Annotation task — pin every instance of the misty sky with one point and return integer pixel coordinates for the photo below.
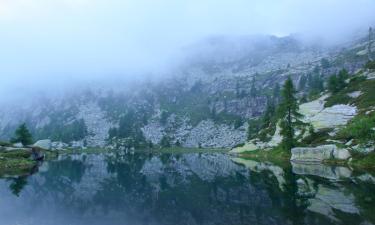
(40, 39)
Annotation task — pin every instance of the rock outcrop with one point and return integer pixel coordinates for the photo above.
(321, 170)
(330, 117)
(44, 144)
(319, 154)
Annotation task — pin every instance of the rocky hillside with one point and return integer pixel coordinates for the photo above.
(336, 124)
(207, 102)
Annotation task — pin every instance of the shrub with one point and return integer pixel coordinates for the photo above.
(360, 128)
(370, 65)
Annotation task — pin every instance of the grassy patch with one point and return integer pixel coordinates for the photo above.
(16, 154)
(362, 161)
(13, 166)
(360, 129)
(317, 138)
(357, 83)
(5, 144)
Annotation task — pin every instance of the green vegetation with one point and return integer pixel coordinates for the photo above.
(361, 128)
(338, 82)
(16, 162)
(165, 142)
(362, 161)
(278, 156)
(129, 130)
(370, 65)
(288, 112)
(57, 131)
(356, 83)
(23, 135)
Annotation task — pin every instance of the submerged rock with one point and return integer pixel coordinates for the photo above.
(318, 154)
(57, 145)
(44, 144)
(325, 171)
(18, 145)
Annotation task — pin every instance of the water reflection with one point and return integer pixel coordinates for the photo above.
(196, 188)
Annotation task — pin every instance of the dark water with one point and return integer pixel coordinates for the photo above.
(191, 188)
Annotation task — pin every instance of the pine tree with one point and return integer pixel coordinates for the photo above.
(288, 111)
(370, 36)
(23, 135)
(269, 113)
(276, 93)
(253, 90)
(302, 82)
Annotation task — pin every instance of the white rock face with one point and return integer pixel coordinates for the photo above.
(318, 154)
(97, 124)
(18, 145)
(44, 144)
(57, 145)
(255, 166)
(355, 94)
(206, 134)
(321, 170)
(333, 199)
(330, 117)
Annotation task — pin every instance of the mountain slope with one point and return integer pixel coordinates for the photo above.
(206, 103)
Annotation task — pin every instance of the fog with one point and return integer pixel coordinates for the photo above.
(56, 42)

(Your objective): Reproduce the data above word for word, but leave the images out.

(Answer to the problem):
Annotation task — pin every instance of the misty sky with one point and return integer pixel coordinates for the photo below.
(40, 39)
Annotation task — pin every instance of the rock outcrop with one point and return integer pixel coordinates for the photo above.
(321, 170)
(330, 117)
(44, 144)
(319, 154)
Annotation task — pin every instance of the rocky hillside with one point and return integer pixel coordinates for the photo above.
(336, 124)
(207, 102)
Annotation task — pin every instance of the shrub with one point and return integer pixel coordinates for the photo above.
(360, 128)
(370, 65)
Annotation task — pin every instance of the grassy patch with one point and return integer pixel coordinates for the photo above.
(16, 154)
(362, 161)
(13, 166)
(360, 129)
(317, 138)
(357, 83)
(5, 144)
Annotation task — pin every instance of the green vegetation with one point and return integer pixel coordinates for the photo above.
(361, 128)
(338, 82)
(16, 162)
(165, 142)
(362, 161)
(278, 156)
(129, 130)
(370, 65)
(288, 112)
(57, 131)
(356, 83)
(23, 135)
Annotation task — pin every instance of the submerged rock with one point and return integer pixel coordinates for the photo above.
(318, 154)
(57, 145)
(44, 144)
(325, 171)
(18, 145)
Annotation task — pin every instance of the water reflection with one point and return integer pixel coordinates for the photo above.
(196, 188)
Annotation task — pin every instance of the dark water with one point and return integer pixel coordinates for the photo above.
(191, 188)
Annotation task — pin every instance of the pine tree with one point and return integer pixel coordinates for the photo above.
(288, 111)
(370, 36)
(23, 135)
(269, 113)
(276, 93)
(253, 90)
(302, 82)
Annotation task — pin every instance of the white rock face with one point and return integer pixel coordinates for the photo above.
(318, 154)
(97, 124)
(18, 145)
(44, 144)
(57, 145)
(255, 166)
(355, 94)
(206, 134)
(321, 170)
(333, 199)
(330, 117)
Annotation task — pin every instance of the mountain slope with one point and return integer pixel coordinates for the photo above.
(206, 103)
Annotation task — pin every instance of the fog with one point and return integer pixel coordinates for the photo above.
(56, 42)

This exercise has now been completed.